• Task instructions:
1) Using the hip surgery text, decide whether each statement agrees with it: (a) patients stayed in the hospital for 48 hours after surgery; (b) no formal physical therapy was advised; (c) ADR was measured using Tönnis' method. Answer yes or no for each, quoting the words of the text that decide it.
2) Resume the hip surgery text, picking up right after its final sentence.

• Given passage:
BEGIN
PO was performed according to the original procedure described by Pemberton[14] and DO was performed in accordance with the procedure previously described by Grudziak and Ward[15] [Figure 2]. Anterolateral approach was used for all hip surgeries, and standard soft-tissue releases were performed. The direction and extent of the pelvic osteotomy were determined by arthrography and intraoperative clinical evaluation of hip stability,[5,16] with an AI of ∼ 20°[17] as the target. PO was predominantly performed for the anterolateral deficiencies and DO was performed for posterosuperior or direct lateral acetabular deficiency. A subtrochanteric femoral shortening osteotomy[18] was performed for hips under tension, with de-rotation added in situations of severe femoral anteversion. The excised femoral segment was used as the bone graft for the pelvic osteotomy. A tricortical iliac crest autograft was used in the remaining hips that did not undergo femoral shortening. A spica cast was applied in approximately 30° of flexion, 30° of abduction, and neutral rotation for all of them. The parents were given written instructions for post-operative care. Hospital stay after surgery was 24 h. Our standard protocol included 6 weeks in a spica cast, followed by 6 weeks in a broomstick cast. The parents were instructed to encourage their children to participate in daily physical activities after cast removal. No formal physical therapy was advised.

Pre-operative and post-operative radiographic assessments for all cases were made on anteroposterior pelvic and Von Rosen lateral views. Measurements were recorded for the AI, ADR, and CEA. ADR was measured by using Heyman’s method.[12] Tönnis’ grading system was used to classify dysplastic hips.[19] Avascular necrosis (AVN) of the femoral head was assessed using Kalamchi and MacEwen classification.[20] The Severin classification was used to assess the treatment outcome, with groups I and II deemed satisfactory and groups III and IV unsatisfactory.[21] Patients were monitored for at least 6 years postoperatively. The Picture Archiving and Communication System was used for hip radiographic follow-up. During follow-up, serial anteroposterior radiographs were taken at the time of trimming of the spica to broomsticks cast, at the time of removal of the spica cast after an additional 6 weeks, followed by 3 monthly radiographic assessments until the end of the follow-up period.
END
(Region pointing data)
BEGIN
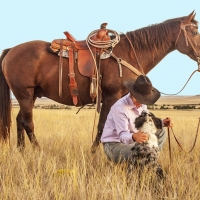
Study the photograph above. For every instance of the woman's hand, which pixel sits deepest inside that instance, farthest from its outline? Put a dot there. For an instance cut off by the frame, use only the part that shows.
(140, 137)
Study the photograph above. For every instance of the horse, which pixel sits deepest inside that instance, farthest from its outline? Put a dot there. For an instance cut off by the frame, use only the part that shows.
(30, 71)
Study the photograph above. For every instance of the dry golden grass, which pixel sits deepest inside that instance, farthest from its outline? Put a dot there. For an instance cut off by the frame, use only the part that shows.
(66, 169)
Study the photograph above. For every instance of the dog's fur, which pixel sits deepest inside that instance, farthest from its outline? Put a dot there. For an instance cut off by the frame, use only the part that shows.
(146, 154)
END
• Exercise answers:
1)
(a) No: "Hospital stay after surgery was 24 h."
(b) Yes: "No formal physical therapy was advised."
(c) No: "ADR was measured by using Heyman’s method."

2)
Statistical analysis

Statistical analysis was performed using the Statistical Program for the Social Sciences (SPSS) version 26.0 (IBM-SPSS Inc., Armonk, New York, USA). Categorical variables were expressed as numbers and percentages, and continuous variables were expressed as means and standard deviations. The Shapiro–Wilk test was used to test for normality. To compare the distribution between the two groups, we used the Pearson Chi-square test. To test correlations, we used the Pearson Correlation coefficient. Means were compared using an independent-samples t-test, and P < 0.05 was considered statistically significant.

RESULTS

A total of 96 patients with a mean age of 24.69 ± 8.0 months were included in the study. Eighty-one (84.4%) were females, and 15 (15.6%) were males. Of the 96 patients, 119 hips were evaluated; 59 (49.6%) were treated with PO, and 60 (50.4%) underwent DO. The PO group had a mean follow-up period of 10.61 ± 3.1 years, which was significantly longer (P < 0.006) than that of the DO group (9.35 ± 1.5 years) [Table 1]. There was no significant difference in age at surgery between the two groups (24.83 ± 8.0 vs. 24.54 ± 8.1 years; P = 0.859). Bilateral dislocations were observed in 11 (18.6%) hips of the PO group and 12 (20.0%) hips in the DO group (P = 0.851). There was no significant difference in the affected hip between the two groups (P = 0.747). However, the Tonnis grades in the PO significantly leaned toward grades 3 and 4 compared with grades 1 and 2 in the DO group (P = 0.029) [Table 2].

Table 1: Characteristics and demographics of patients with developmental dysplasia of the hip.
Variable Pemberton osteotomy (n=59) Dega osteotomy (n=60) P-value
Sex, n=96, n(%)
  Male 7 (46.7) 8 (53.3) 0.779 NS
  Female 41 (50.6) 40 (49.4)
Mean±SD age in months 24.83±8.0 24.54±8.1 0.859 NS
Mean±SD follow-up period in years 10.61±3.1 9.35±1.5 0.006*
Bilateral dislocation, n(%) 11 (18.6) 12 (20.0) 0.851 NS
Side of the hips, n(%)
  Right 19 (32.2) 21 (35.0) 0.747 NS
  Left 40 (67.8) 39 (65.0)

n: Number, SD: Standard deviation, *: Independent t-test significant, NS: Not Significant

Table 2: Radiologic grading for both the Pemberton and Dega groups, according to the Tonnis classification system.
S. No. Pemberton osteotomy (n=59)
n(%)		 Dega osteotomy (n=60)
n(%)		 P-value
1. 0 2 (3.3) 0.029#
2. 12 (20.3) 25 (41.7)
3. 28 (47.5) 20 (33.3)
4. 19 (49.6) 13 (21.7)

n: number, #: Chi-square test significant.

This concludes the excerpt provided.